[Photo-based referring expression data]
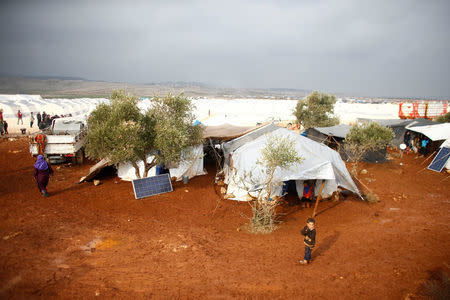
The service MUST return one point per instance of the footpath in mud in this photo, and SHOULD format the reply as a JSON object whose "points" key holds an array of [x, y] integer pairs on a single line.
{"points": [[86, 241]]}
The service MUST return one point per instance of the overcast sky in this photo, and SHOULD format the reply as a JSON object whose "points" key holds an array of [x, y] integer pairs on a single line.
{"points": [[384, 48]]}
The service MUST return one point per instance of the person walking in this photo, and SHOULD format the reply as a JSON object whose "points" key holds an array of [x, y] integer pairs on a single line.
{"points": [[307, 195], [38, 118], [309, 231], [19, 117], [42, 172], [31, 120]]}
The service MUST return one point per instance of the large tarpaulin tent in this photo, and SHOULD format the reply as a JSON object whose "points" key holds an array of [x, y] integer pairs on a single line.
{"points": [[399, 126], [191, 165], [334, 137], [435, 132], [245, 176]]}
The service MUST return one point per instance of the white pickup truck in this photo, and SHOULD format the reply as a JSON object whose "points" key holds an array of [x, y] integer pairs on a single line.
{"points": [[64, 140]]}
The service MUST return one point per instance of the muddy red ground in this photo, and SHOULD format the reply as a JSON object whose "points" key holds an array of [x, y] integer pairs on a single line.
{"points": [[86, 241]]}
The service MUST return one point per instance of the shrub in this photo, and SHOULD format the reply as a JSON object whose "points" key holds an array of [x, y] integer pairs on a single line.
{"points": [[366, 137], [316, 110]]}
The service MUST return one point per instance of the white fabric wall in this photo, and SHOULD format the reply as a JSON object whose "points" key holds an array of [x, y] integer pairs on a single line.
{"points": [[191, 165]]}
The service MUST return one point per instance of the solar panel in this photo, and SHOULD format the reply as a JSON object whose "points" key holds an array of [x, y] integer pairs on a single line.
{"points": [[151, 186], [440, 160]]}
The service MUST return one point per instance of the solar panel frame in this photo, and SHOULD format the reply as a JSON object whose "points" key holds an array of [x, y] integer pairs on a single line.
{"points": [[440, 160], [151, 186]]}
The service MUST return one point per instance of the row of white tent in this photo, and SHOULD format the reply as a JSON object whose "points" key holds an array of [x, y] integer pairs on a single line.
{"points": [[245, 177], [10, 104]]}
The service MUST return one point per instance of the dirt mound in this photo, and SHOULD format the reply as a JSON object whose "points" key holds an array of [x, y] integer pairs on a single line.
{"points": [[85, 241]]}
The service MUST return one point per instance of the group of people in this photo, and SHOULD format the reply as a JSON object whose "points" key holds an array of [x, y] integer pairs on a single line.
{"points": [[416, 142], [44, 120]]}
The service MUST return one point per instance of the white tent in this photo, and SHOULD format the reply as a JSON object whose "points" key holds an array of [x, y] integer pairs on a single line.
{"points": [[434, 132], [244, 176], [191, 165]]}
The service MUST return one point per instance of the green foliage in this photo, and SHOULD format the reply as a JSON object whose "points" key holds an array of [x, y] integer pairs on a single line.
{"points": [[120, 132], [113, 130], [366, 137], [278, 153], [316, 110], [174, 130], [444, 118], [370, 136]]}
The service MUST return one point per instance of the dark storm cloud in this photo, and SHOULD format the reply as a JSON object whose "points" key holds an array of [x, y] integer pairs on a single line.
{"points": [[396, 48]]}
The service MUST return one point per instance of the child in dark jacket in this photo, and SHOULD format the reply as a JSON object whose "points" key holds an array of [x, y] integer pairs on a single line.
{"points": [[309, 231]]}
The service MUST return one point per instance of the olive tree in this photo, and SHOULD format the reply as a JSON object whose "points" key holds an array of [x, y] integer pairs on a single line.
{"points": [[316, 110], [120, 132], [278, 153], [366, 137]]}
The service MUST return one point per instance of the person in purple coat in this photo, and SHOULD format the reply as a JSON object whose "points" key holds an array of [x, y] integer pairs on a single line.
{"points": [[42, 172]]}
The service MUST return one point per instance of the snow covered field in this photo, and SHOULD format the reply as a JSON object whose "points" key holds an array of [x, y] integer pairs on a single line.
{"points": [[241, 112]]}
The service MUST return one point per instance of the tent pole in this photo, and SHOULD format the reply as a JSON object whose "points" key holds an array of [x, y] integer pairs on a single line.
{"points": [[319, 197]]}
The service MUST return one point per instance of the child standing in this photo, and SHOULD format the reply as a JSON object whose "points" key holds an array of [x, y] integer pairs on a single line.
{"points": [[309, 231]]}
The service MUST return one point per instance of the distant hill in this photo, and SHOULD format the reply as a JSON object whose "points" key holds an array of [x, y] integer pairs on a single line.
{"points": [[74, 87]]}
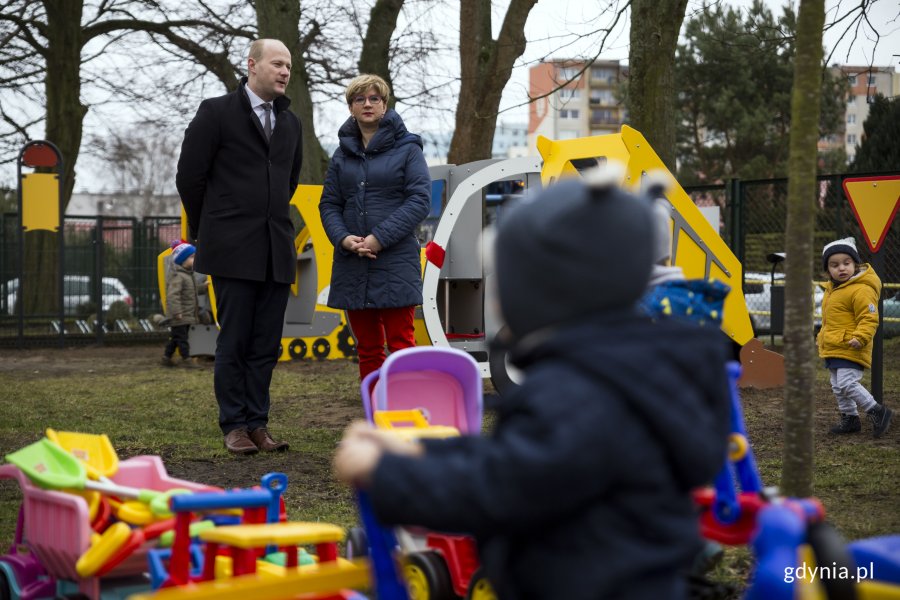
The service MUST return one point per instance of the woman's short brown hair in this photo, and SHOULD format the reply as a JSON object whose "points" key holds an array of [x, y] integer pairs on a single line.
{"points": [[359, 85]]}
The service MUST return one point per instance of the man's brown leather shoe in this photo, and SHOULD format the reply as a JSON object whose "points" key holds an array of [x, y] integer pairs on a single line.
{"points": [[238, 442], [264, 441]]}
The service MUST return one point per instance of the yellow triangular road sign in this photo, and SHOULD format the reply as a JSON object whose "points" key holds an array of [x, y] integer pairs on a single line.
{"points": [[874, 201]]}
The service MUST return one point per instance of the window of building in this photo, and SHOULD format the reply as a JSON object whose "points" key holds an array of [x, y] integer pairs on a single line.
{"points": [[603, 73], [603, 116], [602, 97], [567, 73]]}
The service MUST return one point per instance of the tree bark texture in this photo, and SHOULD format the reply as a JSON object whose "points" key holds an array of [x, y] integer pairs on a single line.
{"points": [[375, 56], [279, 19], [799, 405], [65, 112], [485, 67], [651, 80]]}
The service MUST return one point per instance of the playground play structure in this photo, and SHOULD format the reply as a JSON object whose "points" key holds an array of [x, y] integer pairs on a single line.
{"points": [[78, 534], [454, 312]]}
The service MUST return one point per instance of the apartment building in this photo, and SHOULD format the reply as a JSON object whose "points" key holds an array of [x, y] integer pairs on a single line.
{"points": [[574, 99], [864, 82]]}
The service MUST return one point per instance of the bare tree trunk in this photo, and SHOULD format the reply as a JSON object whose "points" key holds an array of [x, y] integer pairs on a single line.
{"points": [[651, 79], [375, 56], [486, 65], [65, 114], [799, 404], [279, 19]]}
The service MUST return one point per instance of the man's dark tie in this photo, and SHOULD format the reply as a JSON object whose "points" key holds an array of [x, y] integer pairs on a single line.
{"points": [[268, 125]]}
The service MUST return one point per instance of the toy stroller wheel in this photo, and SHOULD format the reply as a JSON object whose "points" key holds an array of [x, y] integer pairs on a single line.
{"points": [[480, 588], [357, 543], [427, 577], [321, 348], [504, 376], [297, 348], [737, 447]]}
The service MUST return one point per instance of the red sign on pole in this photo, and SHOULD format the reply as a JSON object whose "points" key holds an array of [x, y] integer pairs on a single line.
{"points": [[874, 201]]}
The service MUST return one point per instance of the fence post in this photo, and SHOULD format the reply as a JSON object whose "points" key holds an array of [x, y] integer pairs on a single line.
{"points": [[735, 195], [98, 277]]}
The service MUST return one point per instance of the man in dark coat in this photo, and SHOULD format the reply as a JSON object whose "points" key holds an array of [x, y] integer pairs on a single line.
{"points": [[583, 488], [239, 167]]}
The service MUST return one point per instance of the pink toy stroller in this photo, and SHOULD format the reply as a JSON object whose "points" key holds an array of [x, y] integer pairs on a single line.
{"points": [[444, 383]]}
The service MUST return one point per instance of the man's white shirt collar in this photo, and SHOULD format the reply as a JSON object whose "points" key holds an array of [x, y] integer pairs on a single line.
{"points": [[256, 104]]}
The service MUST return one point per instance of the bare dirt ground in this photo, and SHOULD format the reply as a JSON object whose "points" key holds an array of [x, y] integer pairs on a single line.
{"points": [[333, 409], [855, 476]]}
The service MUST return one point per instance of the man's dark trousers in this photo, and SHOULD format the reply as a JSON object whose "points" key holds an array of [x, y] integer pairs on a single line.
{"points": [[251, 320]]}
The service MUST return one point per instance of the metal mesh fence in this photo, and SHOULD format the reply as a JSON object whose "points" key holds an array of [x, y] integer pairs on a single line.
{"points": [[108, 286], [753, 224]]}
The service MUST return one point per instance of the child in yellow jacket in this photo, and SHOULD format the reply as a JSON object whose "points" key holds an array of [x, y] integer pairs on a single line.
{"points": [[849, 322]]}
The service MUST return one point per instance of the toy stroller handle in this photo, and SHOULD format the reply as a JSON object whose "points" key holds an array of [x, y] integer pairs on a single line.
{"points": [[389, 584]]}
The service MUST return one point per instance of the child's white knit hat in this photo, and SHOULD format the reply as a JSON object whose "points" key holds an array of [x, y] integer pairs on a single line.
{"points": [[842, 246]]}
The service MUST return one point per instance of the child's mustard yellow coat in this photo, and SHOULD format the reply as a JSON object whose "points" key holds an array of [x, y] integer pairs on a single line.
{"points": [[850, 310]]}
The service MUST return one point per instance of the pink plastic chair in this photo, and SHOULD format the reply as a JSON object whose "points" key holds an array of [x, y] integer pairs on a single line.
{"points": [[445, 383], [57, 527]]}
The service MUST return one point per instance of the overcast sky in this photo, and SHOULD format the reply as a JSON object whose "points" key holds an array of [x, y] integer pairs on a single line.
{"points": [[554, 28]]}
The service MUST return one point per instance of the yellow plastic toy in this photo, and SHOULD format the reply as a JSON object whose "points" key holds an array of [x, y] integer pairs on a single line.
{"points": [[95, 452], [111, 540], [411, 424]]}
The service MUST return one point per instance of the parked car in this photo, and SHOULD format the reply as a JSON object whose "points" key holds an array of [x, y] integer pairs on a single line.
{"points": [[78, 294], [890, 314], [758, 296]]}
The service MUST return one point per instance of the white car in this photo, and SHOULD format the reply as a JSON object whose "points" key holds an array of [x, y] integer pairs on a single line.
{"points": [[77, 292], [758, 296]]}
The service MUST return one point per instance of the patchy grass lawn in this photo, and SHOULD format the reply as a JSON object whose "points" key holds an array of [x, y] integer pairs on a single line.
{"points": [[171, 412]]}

* What you have to do
Your answer must consist solely of the lines from the one containing "the white car" through the last line of the entries, reproduced exactly.

* Reply
The service MUST return one point per instance of the white car in this photo, and SHOULD format the reply as a JSON object whose "points" key holds an array of [x, y] integer pairs on a single line.
{"points": [[77, 292], [758, 296]]}
The service MUST return one point per instance of the patchy grass lawn in this photo, and SHOULD format the reply as a JSON object whose "points" key holds an array of [x, y] integer pairs on a single line.
{"points": [[171, 412]]}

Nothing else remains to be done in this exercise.